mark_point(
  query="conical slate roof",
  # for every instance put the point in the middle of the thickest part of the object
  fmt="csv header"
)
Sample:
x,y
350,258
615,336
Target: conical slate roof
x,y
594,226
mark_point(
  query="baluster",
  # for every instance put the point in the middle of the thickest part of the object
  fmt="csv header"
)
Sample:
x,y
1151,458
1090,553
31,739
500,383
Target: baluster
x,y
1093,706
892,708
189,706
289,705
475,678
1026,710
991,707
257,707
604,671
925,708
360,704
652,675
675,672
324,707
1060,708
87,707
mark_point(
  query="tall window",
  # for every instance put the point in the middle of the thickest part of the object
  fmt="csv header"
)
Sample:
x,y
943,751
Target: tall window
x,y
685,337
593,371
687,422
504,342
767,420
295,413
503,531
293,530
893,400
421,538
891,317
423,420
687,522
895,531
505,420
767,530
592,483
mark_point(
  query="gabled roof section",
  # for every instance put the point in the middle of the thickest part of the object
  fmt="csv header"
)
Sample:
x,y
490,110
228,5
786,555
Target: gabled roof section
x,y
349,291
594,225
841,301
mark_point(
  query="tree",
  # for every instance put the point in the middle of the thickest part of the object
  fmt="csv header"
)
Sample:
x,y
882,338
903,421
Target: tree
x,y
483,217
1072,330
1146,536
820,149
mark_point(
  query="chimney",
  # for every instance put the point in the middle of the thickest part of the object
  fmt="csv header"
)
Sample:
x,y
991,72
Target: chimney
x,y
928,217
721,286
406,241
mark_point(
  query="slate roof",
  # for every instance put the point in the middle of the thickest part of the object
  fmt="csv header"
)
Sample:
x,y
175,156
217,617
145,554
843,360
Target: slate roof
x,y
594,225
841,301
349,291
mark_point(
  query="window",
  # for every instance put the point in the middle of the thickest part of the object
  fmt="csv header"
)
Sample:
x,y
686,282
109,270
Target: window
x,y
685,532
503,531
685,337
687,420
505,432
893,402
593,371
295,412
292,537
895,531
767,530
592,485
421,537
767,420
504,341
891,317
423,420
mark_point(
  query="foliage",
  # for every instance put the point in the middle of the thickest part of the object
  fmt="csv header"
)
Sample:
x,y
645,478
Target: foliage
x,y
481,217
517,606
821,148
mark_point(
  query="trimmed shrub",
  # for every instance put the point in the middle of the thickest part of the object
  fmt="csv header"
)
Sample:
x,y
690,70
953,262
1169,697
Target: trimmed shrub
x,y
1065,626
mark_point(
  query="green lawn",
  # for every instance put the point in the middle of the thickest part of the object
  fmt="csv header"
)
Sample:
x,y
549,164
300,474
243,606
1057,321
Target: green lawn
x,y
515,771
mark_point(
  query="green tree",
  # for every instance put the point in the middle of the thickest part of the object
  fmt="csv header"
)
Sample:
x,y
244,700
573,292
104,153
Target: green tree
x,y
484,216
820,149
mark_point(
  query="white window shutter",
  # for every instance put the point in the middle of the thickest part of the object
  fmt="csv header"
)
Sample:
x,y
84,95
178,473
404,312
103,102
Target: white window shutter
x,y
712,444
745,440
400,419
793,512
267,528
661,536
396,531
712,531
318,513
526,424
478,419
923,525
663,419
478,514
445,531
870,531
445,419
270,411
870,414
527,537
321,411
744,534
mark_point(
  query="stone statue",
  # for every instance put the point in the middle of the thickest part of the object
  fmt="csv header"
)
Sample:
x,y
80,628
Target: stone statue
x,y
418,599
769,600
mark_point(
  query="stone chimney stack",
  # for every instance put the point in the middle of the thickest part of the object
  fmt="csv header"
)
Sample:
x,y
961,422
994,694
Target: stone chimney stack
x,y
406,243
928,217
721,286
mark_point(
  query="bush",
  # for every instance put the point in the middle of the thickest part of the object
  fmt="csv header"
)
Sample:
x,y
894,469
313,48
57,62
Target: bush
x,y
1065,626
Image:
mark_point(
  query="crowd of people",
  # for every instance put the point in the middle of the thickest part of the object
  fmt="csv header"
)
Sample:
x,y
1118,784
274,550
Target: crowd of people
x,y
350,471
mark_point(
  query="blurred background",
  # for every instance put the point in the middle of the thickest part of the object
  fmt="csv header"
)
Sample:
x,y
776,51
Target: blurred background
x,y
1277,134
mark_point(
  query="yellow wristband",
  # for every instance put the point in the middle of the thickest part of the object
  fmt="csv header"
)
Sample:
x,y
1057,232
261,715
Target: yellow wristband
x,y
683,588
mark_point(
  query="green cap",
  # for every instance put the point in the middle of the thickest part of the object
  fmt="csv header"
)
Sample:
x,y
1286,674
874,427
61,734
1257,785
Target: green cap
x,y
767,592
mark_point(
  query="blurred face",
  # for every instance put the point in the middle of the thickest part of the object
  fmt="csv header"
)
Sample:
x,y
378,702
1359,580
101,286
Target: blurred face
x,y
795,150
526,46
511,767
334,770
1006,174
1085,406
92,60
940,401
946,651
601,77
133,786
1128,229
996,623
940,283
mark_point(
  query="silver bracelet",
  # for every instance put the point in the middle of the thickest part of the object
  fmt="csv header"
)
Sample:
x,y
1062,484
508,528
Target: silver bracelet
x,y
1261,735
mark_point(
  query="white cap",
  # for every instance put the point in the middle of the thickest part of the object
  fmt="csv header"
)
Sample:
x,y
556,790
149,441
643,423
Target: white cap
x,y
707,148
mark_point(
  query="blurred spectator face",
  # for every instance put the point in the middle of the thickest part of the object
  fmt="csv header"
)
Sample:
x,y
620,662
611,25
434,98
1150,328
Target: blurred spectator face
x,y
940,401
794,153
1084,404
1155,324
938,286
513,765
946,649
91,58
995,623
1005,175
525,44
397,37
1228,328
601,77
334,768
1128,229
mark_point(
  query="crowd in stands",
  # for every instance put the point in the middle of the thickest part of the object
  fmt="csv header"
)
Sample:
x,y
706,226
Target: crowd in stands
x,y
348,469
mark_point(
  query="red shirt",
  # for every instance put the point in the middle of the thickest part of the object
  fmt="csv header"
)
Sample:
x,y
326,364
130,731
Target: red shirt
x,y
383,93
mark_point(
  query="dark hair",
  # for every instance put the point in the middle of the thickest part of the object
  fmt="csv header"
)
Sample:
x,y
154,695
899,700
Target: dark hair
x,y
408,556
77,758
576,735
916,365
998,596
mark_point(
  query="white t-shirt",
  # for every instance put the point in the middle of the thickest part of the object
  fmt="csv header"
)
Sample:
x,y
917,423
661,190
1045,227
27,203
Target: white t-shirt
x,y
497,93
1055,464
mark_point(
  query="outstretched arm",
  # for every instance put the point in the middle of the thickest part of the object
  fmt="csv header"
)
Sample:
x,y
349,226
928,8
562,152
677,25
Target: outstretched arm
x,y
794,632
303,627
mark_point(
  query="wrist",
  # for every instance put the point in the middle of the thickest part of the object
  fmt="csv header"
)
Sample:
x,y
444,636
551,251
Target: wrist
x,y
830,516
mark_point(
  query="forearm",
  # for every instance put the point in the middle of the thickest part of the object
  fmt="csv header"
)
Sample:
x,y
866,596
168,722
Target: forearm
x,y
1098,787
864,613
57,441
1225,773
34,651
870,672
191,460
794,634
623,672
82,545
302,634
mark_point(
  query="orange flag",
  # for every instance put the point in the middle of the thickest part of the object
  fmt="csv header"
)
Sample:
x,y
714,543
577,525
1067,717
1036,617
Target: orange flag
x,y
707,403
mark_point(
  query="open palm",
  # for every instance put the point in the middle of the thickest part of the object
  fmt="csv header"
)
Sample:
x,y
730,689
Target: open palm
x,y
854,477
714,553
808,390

------------

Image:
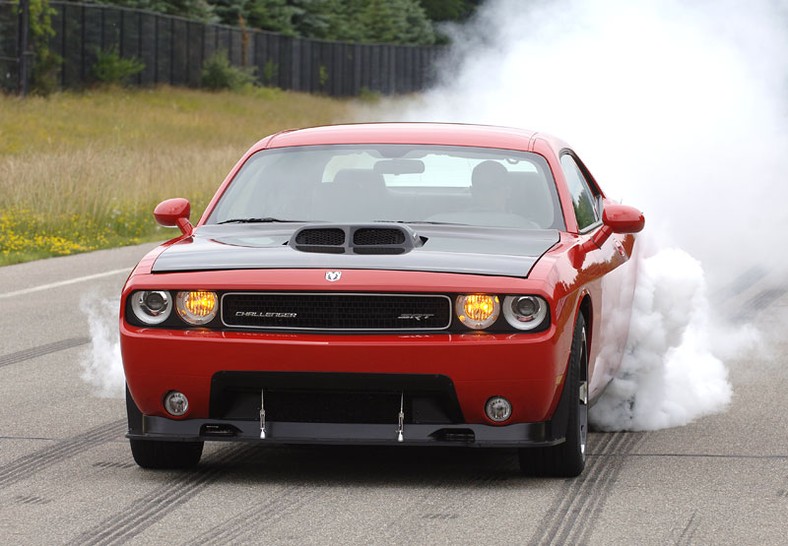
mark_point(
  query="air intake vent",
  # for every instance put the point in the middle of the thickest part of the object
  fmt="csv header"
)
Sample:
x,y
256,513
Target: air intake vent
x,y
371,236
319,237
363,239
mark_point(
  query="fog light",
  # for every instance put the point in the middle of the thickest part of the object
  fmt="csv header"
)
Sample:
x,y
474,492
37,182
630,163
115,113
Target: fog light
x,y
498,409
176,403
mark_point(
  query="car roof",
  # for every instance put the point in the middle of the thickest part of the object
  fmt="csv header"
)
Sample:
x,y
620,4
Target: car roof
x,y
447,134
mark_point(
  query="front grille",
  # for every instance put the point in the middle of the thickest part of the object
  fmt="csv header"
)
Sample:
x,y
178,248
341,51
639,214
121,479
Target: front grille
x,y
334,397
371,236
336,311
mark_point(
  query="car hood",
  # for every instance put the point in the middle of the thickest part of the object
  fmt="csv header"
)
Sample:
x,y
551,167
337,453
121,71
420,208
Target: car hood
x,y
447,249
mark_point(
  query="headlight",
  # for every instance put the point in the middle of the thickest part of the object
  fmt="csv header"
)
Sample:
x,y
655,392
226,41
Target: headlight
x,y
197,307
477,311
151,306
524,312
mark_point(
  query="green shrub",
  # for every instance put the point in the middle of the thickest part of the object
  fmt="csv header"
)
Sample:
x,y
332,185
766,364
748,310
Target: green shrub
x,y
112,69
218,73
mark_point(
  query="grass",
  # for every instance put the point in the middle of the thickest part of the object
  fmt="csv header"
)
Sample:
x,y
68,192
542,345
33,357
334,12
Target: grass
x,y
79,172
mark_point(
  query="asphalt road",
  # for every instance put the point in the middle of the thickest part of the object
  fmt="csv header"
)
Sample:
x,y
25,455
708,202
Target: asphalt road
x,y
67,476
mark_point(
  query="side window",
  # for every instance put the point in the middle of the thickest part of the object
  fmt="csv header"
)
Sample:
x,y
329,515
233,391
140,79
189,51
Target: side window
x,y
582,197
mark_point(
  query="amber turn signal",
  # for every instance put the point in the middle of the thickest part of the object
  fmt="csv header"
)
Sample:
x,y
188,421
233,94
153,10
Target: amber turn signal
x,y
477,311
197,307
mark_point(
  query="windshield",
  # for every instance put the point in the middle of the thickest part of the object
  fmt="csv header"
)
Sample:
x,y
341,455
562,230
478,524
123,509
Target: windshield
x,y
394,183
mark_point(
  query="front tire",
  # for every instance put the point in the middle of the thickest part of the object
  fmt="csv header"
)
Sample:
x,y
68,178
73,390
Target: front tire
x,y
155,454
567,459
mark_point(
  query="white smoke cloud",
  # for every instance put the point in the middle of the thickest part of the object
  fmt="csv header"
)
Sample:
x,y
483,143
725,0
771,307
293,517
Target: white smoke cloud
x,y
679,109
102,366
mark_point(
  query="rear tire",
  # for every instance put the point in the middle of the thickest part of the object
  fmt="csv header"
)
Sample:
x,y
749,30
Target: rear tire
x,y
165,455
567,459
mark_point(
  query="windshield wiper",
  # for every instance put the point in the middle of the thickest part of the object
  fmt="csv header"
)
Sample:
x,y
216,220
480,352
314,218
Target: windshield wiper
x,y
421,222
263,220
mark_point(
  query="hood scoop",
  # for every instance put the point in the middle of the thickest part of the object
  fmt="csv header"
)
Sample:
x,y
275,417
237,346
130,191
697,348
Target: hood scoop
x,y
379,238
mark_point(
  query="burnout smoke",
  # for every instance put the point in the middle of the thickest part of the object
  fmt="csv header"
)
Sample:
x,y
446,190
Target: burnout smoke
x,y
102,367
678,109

------------

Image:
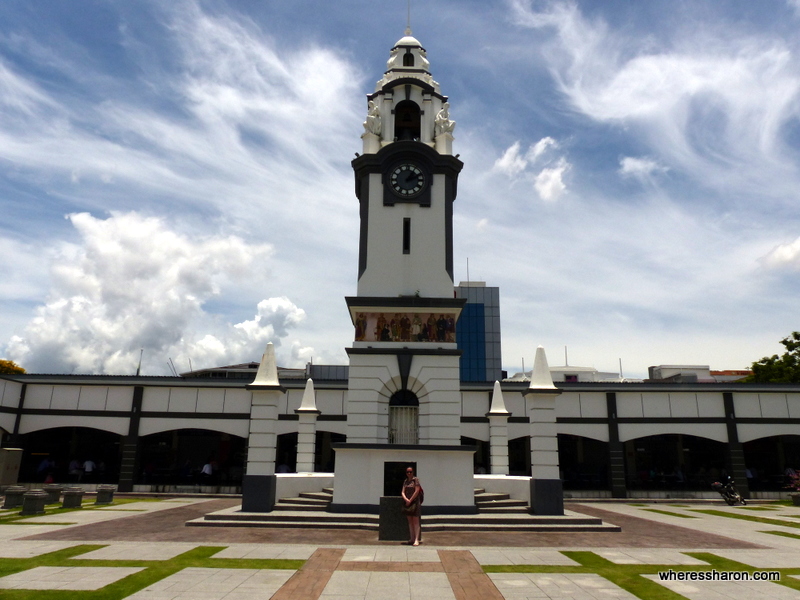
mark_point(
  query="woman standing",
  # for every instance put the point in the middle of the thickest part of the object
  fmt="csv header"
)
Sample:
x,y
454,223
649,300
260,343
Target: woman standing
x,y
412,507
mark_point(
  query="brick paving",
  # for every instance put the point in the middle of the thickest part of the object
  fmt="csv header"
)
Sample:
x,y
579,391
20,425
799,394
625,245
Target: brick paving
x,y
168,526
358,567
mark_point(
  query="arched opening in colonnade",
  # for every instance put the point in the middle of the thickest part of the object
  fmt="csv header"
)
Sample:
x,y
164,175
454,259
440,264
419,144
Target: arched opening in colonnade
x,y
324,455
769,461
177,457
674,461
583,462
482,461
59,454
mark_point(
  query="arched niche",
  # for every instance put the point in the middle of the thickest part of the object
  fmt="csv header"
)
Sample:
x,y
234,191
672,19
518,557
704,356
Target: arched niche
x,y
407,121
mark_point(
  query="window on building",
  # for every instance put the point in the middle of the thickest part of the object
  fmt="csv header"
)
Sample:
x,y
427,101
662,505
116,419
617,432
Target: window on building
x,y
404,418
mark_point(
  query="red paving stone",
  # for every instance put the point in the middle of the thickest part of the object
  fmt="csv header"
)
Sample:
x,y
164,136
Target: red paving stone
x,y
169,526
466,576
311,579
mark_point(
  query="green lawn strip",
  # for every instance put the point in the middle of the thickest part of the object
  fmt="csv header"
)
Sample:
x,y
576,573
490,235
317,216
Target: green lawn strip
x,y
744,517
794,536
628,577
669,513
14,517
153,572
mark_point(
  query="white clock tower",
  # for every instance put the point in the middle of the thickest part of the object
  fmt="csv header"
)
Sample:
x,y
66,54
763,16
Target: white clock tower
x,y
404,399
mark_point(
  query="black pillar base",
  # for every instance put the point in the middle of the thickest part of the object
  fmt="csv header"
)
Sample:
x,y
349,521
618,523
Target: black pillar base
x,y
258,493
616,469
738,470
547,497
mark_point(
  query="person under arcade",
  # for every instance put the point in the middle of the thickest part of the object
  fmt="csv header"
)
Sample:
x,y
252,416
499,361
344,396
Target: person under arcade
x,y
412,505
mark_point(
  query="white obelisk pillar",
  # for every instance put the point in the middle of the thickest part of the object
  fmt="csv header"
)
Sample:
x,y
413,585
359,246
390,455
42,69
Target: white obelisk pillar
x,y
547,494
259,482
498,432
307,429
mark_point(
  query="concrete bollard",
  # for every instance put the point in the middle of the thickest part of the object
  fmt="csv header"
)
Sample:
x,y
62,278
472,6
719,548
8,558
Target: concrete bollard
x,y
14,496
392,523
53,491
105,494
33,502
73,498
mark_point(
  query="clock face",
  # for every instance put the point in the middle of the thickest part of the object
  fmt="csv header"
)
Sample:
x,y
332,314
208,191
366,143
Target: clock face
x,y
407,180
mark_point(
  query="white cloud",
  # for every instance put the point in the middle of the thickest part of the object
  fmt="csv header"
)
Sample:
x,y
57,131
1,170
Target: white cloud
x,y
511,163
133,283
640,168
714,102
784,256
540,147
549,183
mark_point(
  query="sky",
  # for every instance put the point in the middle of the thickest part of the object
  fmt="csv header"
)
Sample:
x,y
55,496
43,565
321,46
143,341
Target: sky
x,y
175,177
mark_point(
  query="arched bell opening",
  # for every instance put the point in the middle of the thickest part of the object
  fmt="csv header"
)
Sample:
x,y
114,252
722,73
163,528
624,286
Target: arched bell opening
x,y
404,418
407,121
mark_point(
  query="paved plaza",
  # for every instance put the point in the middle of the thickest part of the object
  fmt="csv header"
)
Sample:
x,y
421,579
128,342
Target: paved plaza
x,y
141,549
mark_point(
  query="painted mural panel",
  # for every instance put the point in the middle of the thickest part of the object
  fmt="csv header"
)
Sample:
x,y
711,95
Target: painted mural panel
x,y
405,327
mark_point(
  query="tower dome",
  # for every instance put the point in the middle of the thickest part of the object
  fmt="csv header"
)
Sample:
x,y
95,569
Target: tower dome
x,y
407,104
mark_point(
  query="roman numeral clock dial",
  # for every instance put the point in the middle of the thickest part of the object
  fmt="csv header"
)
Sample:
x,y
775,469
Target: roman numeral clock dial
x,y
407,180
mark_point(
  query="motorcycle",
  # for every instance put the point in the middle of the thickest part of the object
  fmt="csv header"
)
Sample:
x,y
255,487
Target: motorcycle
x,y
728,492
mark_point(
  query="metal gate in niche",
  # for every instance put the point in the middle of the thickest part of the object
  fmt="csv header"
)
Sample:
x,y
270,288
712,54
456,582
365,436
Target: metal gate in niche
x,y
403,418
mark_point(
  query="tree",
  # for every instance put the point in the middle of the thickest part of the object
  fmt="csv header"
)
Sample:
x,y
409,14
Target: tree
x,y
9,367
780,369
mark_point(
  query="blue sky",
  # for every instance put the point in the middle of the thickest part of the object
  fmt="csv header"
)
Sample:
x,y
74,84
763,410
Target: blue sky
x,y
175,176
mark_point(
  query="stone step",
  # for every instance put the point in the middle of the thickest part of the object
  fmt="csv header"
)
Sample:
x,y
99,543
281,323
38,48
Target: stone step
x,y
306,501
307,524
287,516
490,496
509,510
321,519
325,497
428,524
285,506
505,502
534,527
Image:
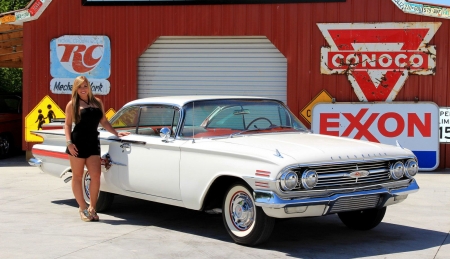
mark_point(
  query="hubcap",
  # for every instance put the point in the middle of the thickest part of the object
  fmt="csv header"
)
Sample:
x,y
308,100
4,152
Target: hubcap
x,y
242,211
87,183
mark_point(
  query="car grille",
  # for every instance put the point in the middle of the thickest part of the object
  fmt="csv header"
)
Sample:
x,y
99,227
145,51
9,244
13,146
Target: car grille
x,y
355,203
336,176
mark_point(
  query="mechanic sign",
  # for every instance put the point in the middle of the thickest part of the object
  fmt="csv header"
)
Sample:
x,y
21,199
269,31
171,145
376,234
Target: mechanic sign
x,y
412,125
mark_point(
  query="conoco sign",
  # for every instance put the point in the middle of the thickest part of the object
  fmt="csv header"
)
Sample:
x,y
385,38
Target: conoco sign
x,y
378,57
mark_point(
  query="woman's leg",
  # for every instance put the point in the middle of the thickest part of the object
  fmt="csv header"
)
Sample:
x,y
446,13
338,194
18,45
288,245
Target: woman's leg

------------

WHAT YOU WILL DO | Count the lines in the records above that contain the word "outstretched", and reply with only the number.

RESPONSE TO THIS TASK | 2